- **Okuma Metni**:
▼
Ağustos ayının yarısını Londra’da geçirdim. Gözlemlerime göre bu kentte yaşayanların şikâyetçi olduğu konuların başında (Brexit’in neden olduğu belirsizlikleri dışarıda tutarsak) yüksek konut fiyatları ve konut kiraları geliyor.
Yolun başından sonuna birbirinin aynı evler
Londra’daki konut bölgelerinde, her hangi bir sokağın başından sokağa baktığınızda ipe dizilmiş gibi aynı türden (genellikle de iki katlı) evler görüyorsunuz. Estetik açıdan hoş bir görüntü sergiliyorlar.
Kendi ülkenizdeki inşaat ve konut alanındaki son yıllarda yaşanan yapılaşma kaosu ve anarşisi, doğayı katledercesine yapılmış lüks beyaz fil rezidanslar ve ucubeye benzeyen yüksek katlı TOKİ binalarıyla kıyasladığınızda bu duygu üzüntüye dönüşüyor.
▲
- **Yapılacak Görevler**:
1. Londra'daki konutlarla ilgili metne göre aşağıdaki soruları yanıtlayınız.
(a) Yazar ağustos ayının ne kadarını Londra'da geçirmiştir?
(b) Brexit'in yol açtığı belirsizlikler dışarıda tutulursa, Londra'da yaşayanların şikâyetçi olduğu konuların başında ne gelmektedir?
(c) Bir sokağın başından bakıldığında görülen aynı türden evler genellikle kaç katlıdır?
2. Londra'daki konutlarla ilgili metinde "Ağustos ayının yarısını" ifadesiyle başlayıp "bir görüntü sergiliyorlar." ifadesiyle biten bölümü, bu iki ifade de dâhil olmak üzere aynen yeniden yazınız.

- **Satır Listesi**:
▼
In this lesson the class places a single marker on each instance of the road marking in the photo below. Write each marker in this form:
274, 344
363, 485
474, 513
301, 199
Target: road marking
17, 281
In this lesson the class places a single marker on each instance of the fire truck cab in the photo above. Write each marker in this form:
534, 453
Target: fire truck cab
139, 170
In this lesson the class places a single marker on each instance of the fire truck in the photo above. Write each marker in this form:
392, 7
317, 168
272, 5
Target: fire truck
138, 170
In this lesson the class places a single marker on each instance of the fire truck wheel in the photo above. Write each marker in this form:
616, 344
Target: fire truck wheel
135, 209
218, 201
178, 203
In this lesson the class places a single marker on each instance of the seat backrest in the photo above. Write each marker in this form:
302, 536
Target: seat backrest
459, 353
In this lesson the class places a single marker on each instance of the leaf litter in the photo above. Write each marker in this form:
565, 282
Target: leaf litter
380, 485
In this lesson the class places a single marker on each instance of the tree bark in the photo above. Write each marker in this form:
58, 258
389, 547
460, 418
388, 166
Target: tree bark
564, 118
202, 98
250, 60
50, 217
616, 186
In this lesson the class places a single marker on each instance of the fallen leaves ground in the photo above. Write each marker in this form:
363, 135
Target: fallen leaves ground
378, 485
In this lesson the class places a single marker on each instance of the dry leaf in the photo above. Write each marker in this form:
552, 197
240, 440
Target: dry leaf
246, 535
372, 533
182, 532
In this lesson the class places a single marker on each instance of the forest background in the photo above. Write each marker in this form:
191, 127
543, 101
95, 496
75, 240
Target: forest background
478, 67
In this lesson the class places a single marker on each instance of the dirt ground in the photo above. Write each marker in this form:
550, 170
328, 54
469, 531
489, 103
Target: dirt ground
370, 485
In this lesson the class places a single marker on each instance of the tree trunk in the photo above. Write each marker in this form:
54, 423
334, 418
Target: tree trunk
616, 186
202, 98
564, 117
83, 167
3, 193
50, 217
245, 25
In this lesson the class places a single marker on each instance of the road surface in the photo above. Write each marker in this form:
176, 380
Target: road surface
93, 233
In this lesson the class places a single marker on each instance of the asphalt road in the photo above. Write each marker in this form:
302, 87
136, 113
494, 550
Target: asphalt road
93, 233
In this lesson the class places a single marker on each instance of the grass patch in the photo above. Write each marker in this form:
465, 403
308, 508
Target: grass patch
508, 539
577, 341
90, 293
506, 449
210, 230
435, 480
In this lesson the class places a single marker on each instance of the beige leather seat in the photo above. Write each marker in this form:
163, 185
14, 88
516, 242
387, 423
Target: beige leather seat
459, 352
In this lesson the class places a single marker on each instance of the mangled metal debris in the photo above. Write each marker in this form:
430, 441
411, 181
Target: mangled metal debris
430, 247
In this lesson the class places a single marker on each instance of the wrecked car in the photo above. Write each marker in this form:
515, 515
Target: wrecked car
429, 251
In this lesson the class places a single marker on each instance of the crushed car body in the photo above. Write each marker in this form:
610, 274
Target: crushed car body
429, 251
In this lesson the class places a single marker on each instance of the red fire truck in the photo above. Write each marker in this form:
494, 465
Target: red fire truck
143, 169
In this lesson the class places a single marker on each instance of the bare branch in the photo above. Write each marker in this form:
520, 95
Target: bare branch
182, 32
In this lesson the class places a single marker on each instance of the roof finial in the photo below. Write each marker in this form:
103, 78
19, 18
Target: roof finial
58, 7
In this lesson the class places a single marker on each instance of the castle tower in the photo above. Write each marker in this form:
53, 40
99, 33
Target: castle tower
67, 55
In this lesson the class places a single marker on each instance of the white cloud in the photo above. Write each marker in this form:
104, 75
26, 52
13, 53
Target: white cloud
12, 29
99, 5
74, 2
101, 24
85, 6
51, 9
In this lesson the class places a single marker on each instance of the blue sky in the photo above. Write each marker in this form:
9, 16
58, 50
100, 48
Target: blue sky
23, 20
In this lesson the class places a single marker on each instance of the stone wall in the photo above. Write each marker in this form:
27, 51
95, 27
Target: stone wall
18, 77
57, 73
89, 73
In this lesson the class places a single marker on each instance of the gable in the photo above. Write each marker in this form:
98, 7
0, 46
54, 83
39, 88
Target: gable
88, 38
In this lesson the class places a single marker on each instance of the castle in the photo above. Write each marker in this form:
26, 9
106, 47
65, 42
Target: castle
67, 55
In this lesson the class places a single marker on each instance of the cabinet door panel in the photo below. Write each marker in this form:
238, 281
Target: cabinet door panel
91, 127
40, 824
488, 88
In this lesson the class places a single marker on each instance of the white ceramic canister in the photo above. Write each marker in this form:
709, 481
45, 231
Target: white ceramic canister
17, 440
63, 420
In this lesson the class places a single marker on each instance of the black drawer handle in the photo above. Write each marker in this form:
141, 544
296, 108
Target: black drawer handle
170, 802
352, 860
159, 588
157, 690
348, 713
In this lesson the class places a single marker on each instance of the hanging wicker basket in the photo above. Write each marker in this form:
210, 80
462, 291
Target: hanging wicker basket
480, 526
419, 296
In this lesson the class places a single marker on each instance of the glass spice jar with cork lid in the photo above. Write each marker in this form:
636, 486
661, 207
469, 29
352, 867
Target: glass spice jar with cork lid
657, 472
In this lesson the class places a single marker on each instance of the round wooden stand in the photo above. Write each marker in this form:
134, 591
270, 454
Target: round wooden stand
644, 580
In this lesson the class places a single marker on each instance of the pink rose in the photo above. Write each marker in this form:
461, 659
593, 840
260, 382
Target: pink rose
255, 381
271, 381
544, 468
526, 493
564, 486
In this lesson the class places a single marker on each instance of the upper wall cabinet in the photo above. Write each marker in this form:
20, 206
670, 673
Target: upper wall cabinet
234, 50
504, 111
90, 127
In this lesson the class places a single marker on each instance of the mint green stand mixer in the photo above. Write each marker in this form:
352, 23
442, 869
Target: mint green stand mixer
▲
- **Çözülmüş Görevler**:
1.
(a) Yarısını.
(b) Yüksek konut fiyatları ve konut kiraları.
(c) İki katlı.

2.
Ağustos ayının yarısını Londra’da geçirdim. Gözlemlerime göre bu kentte yaşayanların şikâyetçi olduğu konuların başında (Brexit’in neden olduğu belirsizlikleri dışarıda tutarsak) yüksek konut fiyatları ve konut kiraları geliyor.
Yolun başından sonuna birbirinin aynı evler
Londra’daki konut bölgelerinde, her hangi bir sokağın başından sokağa baktığınızda ipe dizilmiş gibi aynı türden (genellikle de iki katlı) evler görüyorsunuz. Estetik açıdan hoş bir görüntü sergiliyorlar.